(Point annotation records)
───

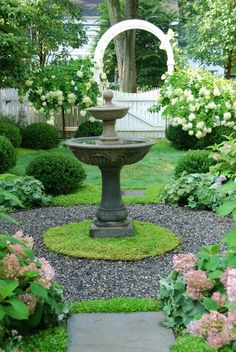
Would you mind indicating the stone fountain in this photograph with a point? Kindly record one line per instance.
(110, 152)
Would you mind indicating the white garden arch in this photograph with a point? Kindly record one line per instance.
(123, 26)
(139, 121)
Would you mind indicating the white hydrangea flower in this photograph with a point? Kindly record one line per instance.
(82, 113)
(199, 134)
(192, 117)
(28, 83)
(79, 74)
(227, 116)
(216, 92)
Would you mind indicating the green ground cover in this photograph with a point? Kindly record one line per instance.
(148, 240)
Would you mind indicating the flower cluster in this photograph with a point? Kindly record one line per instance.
(197, 284)
(197, 101)
(62, 86)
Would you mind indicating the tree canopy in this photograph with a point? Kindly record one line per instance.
(209, 28)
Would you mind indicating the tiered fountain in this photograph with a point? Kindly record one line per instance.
(110, 152)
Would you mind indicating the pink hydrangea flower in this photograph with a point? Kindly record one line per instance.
(197, 284)
(231, 285)
(184, 262)
(215, 327)
(219, 299)
(11, 266)
(29, 299)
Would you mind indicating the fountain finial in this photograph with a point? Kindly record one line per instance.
(108, 96)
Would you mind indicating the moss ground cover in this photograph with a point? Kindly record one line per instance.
(73, 240)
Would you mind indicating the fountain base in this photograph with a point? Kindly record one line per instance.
(101, 229)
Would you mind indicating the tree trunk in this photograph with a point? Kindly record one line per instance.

───

Given request: Copy word for word the part of the listing that begins with the line containing "Would you mind indicating the pink" and runs through the end of the listing.

Response to the task:
Would you mind indicating the pink hydrangea flower in this photograph with a point? Kindly record one line per instance.
(197, 284)
(231, 285)
(184, 262)
(215, 327)
(219, 299)
(11, 266)
(29, 299)
Would you mind indicating the fountain finial in this photograph with a point? Kindly record one line per instance.
(108, 96)
Would you mind indicating the moss ground cover in this photograph with a point? Kindly record one line per instance.
(73, 240)
Would you mind indicating the fountain base in this photograph with a point? Kindly record one line per instance.
(101, 229)
Would you mind indicating the tree trunk in this photograph with a point? Kindly record one line per instance.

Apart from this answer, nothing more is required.